Dataset entries:
·····

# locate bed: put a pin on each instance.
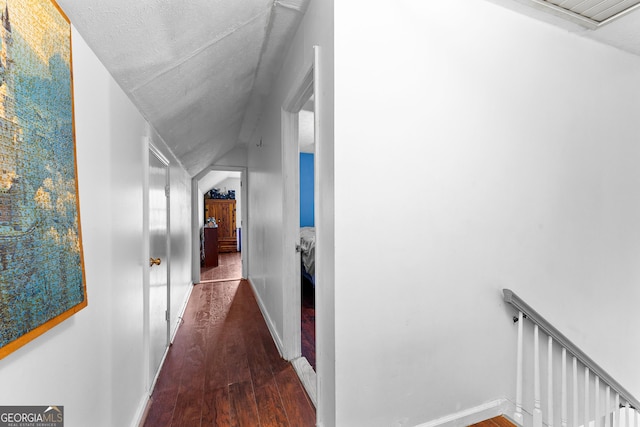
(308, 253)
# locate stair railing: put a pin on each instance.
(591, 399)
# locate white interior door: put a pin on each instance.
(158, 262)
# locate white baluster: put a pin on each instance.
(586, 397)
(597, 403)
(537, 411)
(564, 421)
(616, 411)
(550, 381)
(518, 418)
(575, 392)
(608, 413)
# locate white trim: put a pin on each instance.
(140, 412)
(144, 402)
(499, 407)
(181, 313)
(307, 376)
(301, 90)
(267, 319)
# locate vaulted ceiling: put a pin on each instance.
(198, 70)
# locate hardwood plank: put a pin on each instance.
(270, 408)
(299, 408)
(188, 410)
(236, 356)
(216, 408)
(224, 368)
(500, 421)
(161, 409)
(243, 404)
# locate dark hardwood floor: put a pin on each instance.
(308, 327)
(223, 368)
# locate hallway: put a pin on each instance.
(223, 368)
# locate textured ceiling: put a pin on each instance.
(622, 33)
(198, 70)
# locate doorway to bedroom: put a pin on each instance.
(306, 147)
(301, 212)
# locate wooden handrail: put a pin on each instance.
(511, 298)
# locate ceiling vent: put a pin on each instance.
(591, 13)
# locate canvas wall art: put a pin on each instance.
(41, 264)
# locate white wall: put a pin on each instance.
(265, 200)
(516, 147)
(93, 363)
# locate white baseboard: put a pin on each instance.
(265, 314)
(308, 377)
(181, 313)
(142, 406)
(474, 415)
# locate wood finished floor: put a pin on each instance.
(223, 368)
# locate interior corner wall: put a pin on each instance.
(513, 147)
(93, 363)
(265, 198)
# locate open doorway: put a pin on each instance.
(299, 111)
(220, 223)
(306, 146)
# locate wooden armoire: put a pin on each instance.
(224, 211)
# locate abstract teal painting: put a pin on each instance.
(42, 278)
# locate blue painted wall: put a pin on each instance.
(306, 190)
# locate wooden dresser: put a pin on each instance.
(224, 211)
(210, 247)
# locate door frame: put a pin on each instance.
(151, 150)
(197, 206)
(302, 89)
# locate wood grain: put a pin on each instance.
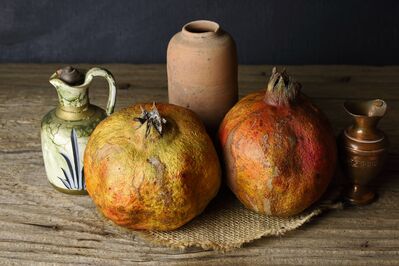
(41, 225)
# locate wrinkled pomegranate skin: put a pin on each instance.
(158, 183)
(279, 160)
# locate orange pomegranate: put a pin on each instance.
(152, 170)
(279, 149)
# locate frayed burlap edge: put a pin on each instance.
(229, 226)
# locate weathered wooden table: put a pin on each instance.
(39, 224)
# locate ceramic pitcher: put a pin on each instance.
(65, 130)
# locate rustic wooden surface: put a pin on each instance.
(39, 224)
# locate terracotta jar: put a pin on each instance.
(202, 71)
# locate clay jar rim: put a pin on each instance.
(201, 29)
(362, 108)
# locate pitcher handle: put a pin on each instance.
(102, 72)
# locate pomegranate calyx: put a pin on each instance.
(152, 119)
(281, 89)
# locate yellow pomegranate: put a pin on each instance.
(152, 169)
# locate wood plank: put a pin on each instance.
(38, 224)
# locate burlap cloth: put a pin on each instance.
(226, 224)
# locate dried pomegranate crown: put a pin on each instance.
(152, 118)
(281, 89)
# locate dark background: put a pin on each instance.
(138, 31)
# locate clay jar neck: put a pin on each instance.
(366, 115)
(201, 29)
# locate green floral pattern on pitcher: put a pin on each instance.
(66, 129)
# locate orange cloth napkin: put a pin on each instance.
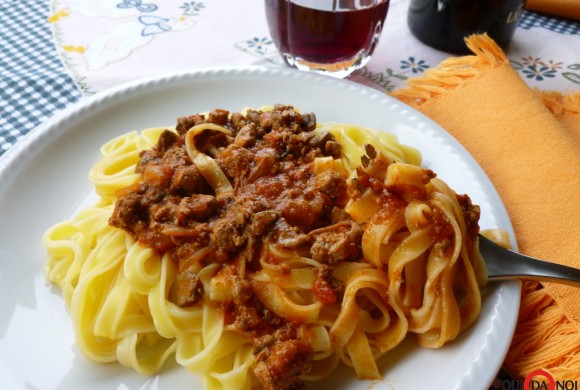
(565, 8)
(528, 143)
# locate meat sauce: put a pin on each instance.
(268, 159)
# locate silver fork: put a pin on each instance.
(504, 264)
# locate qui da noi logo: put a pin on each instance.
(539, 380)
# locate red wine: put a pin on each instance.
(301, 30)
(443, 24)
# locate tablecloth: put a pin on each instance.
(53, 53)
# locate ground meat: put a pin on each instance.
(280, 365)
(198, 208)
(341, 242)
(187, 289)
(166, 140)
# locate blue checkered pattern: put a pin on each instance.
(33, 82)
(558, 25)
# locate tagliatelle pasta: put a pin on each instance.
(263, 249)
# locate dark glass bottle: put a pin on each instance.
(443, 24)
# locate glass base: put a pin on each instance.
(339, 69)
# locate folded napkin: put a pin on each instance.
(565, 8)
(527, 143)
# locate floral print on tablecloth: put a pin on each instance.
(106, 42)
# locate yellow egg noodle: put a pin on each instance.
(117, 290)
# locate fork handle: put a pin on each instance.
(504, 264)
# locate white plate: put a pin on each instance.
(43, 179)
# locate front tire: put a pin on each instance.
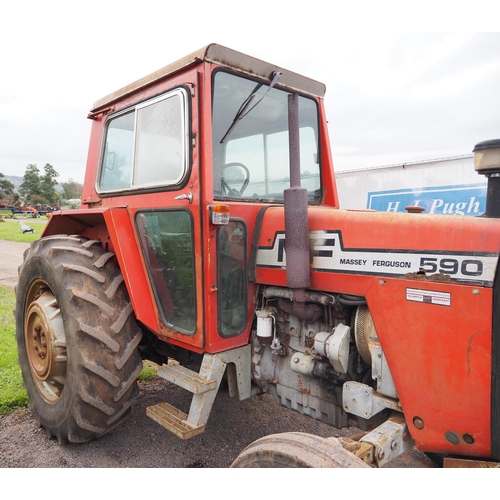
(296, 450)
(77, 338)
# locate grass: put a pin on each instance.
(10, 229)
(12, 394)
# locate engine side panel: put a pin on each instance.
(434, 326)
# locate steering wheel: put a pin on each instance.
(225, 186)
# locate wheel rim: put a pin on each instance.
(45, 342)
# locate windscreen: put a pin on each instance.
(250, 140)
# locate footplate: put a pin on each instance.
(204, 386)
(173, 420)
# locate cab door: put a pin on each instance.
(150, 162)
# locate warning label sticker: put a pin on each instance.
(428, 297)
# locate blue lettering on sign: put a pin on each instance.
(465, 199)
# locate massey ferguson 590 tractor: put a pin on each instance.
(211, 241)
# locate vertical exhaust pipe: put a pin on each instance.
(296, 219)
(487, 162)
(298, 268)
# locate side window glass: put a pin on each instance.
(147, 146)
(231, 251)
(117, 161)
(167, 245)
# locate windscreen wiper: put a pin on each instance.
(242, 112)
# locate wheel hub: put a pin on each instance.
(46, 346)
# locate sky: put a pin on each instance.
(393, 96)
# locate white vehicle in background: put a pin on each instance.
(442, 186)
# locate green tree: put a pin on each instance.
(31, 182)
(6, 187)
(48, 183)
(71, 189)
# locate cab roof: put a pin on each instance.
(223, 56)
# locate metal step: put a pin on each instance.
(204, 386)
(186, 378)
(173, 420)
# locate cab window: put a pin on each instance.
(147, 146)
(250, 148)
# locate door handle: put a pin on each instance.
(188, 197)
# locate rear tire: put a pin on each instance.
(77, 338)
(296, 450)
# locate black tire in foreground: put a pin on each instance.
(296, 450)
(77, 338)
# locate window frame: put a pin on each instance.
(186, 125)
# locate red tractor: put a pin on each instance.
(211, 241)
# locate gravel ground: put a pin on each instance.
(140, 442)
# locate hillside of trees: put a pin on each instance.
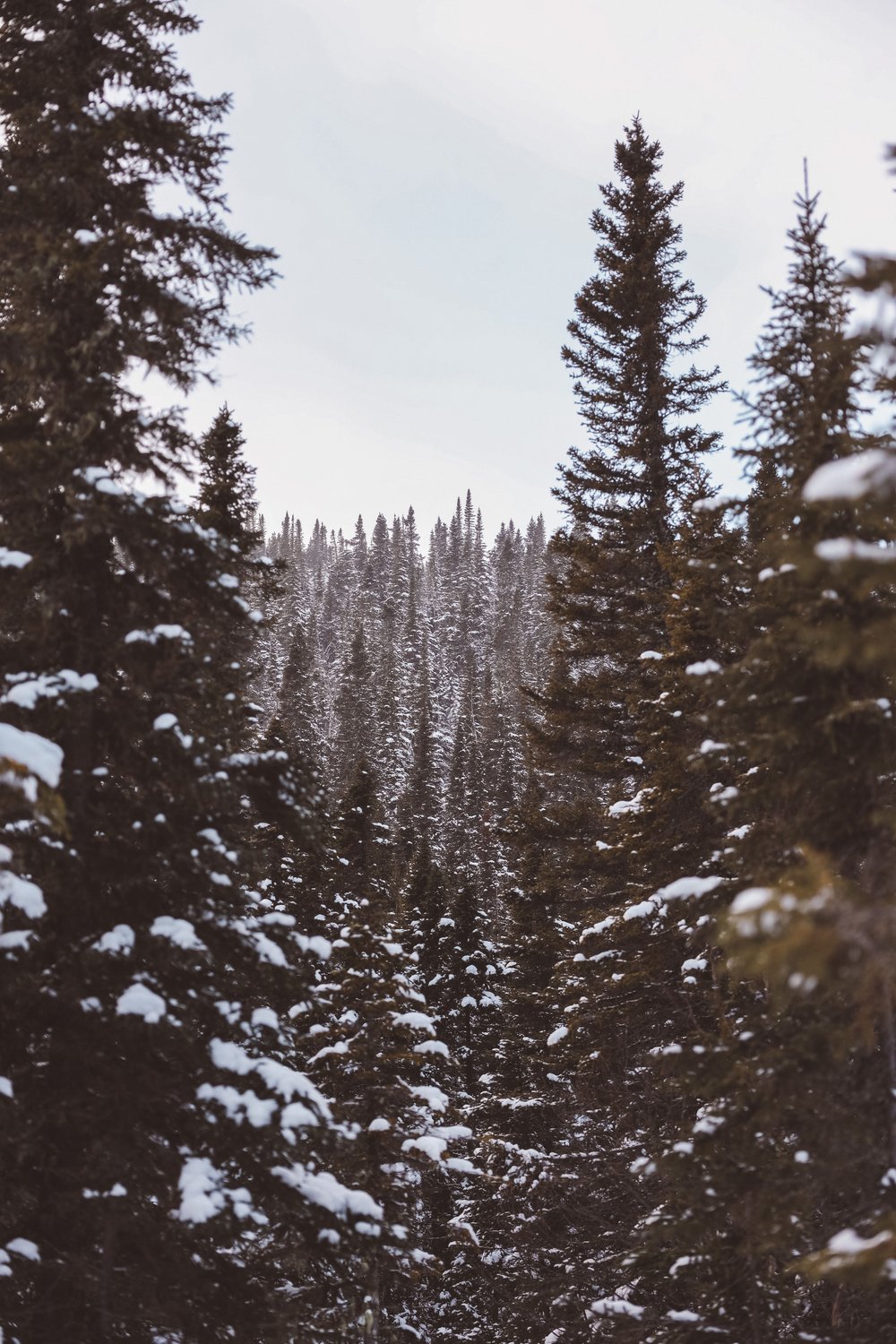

·····

How to complete this task: Retype all of the data above word for word, excluding the pictures.

Output below:
# locate bed: put a pin on each instance.
(308, 253)
# locate stair railing: put a pin on each instance.
(591, 399)
# locate white interior door: put a pin on each instance.
(158, 262)
# locate white baluster: put a pin on each instance.
(586, 397)
(597, 403)
(537, 411)
(564, 421)
(616, 411)
(550, 381)
(518, 418)
(575, 392)
(608, 413)
# locate white trim: put a pin on each instance.
(140, 412)
(144, 402)
(499, 407)
(181, 313)
(307, 376)
(301, 90)
(267, 319)
# locate vaulted ceiling: put a pin on each instance.
(198, 70)
# locate hardwood plank: put a pin on each instance.
(270, 408)
(299, 408)
(188, 410)
(236, 356)
(216, 408)
(224, 368)
(500, 421)
(161, 409)
(243, 404)
# locate dark hardwood floor: put a pin on each instance.
(308, 327)
(223, 368)
# locate hallway: put a pin on each instance.
(223, 368)
# locate textured ceiling: put a pin on each instance.
(622, 33)
(198, 70)
# locate doorway to bedroom: put a pin on each instance.
(306, 147)
(301, 212)
# locate wooden handrail: put a pin on each instance.
(511, 298)
# locate ceiling vent: put a pin on each instance.
(591, 13)
# locate canvas wall art: put a pin on each instance.
(41, 264)
# locate white wall: put a pin on each instance.
(265, 200)
(516, 147)
(93, 363)
# locate white baseboard: put a pin on each instance.
(265, 314)
(308, 377)
(181, 313)
(142, 406)
(474, 415)
# locate wood finished floor: put a pin on each instance.
(223, 368)
# locate interior corner wall: put a pin on each instance.
(513, 147)
(93, 363)
(265, 198)
# locate open doorway: put a pin on each instance.
(299, 111)
(220, 223)
(306, 146)
# locate wooden armoire: put a pin on each instance.
(224, 211)
# locate abstract teal painting: put a pin on each instance.
(42, 278)
# locate blue painted wall: put a pin on each instance.
(306, 190)
# locate wooden dresser: put a pin on each instance.
(224, 211)
(210, 247)
# locate door frame: put a pin on each instance.
(151, 150)
(197, 206)
(302, 89)
# locate wood grain: put a pin on each instance.
(41, 225)
# locate wrinkled pomegranate skin: put a pin on each instance.
(158, 183)
(279, 160)
# locate orange pomegranate: put a pin on each instance.
(152, 170)
(279, 149)
# locate frayed burlap edge: put a pin on each instance.
(229, 226)
# locate weathered wooden table: put a pin on each instance.
(39, 224)
# locate ceramic pitcher: put a pin on each instance.
(65, 130)
# locate rustic wooden surface: put a pin on each instance.
(39, 224)
# locate terracotta jar: put a pin on each instance.
(202, 71)
# locate clay jar rim: put a pin on each instance.
(201, 29)
(362, 108)
# locate pitcher handle: put a pin on each instance.
(102, 72)
# locate pomegranate calyx: put a pin on each instance.
(152, 119)
(281, 89)
# locate yellow pomegranate: put a pin on each instance.
(152, 169)
# locate wood plank: put a pin on each instance.
(38, 224)
# locate burlap cloth: put a pin on each instance.
(226, 224)
# locate dried pomegranate crown: put a pin on each instance.
(152, 118)
(281, 89)
# locate dark background: put a pin on each instance.
(138, 31)
# locate clay jar neck: put a pin on each instance.
(366, 115)
(201, 29)
# locate green floral pattern on pitcher: put a pin on each instance.
(66, 129)
# locate orange cloth napkin: put a pin on each instance.
(565, 8)
(528, 143)
# locate meat sauce: put a pin on each instance.
(268, 159)
# locate silver fork: put a pin on each instance.
(504, 264)
# locate qui da noi logo: put a pin on each instance.
(539, 380)
# locate red wine: put a pin on each instance.
(301, 30)
(443, 24)
# locate tablecloth: put a pin on each instance.
(53, 53)
# locate ground meat: put a pin on each instance.
(280, 365)
(198, 208)
(341, 242)
(187, 289)
(166, 140)
# locate blue checkered pattern: put a pin on each instance.
(33, 82)
(558, 25)
# locate tagliatelle pasta: put a pin on each instance.
(263, 249)
# locate dark glass bottle: put a pin on each instance.
(443, 24)
# locate glass base: put a pin on each instance.
(339, 69)
# locate folded napkin: put a pin on each instance.
(565, 8)
(527, 143)
# locate floral print on tablecloth: put a pin on each instance.
(106, 42)
# locate yellow egg noodle: put a pin on each instance.
(117, 290)
# locate fork handle: put a pin on each instance.
(504, 264)
# locate white plate: put a pin on each instance.
(43, 179)
# locate front tire: put a pin on each instance.
(296, 450)
(77, 338)
# locate grass: put a pin on each instance.
(10, 229)
(12, 394)
# locate engine side panel: put a pin on each instance.
(434, 326)
# locate steering wheel: put a pin on each instance.
(225, 186)
# locate wheel rim: put a pin on each instance.
(45, 342)
# locate windscreen: put a pin on each instance.
(250, 140)
# locate footplate: put a pin on each instance.
(204, 386)
(173, 420)
# locate cab door: put a pin on each instance.
(150, 162)
# locate warning label sticker: put a pin on each instance.
(428, 297)
# locate blue lettering on sign: put a pin on each instance.
(465, 199)
# locate massey ferguson 590 tractor: put a pin on each instance.
(211, 241)
# locate vertical exhaust pipe: put a pin on each instance.
(296, 219)
(487, 162)
(298, 268)
# locate side window glass: put a pin on each instance.
(147, 146)
(231, 251)
(117, 161)
(167, 245)
# locate windscreen wiper: put a pin on each instance.
(242, 112)
# locate wheel hub: put a pin on each instance.
(46, 346)
# locate sky: put a pin on each instance.
(393, 96)
# locate white vehicle in background: put a pin on each instance.
(442, 186)
# locate green tree: put a pin on each instance.
(31, 182)
(6, 187)
(48, 183)
(71, 189)
# locate cab roof: put a pin on each instance.
(223, 56)
# locate metal step: put a pin on each instance.
(204, 386)
(186, 378)
(173, 420)
# locate cab window: put a pin on each instance.
(147, 146)
(250, 148)
# locate door handle: put a pin on each instance.
(188, 197)
# locate rear tire: put a pin on each instance.
(77, 338)
(296, 450)
# locate black tire in foreground: put a pin on each instance.
(296, 450)
(77, 338)
# locate window frame: put a pin on each instance.
(186, 125)
# locate red tractor: put a pin on each instance.
(211, 241)
# locate gravel ground: put a pin on each instance.
(140, 442)
# locate hillside of trees: put a pin on each instance.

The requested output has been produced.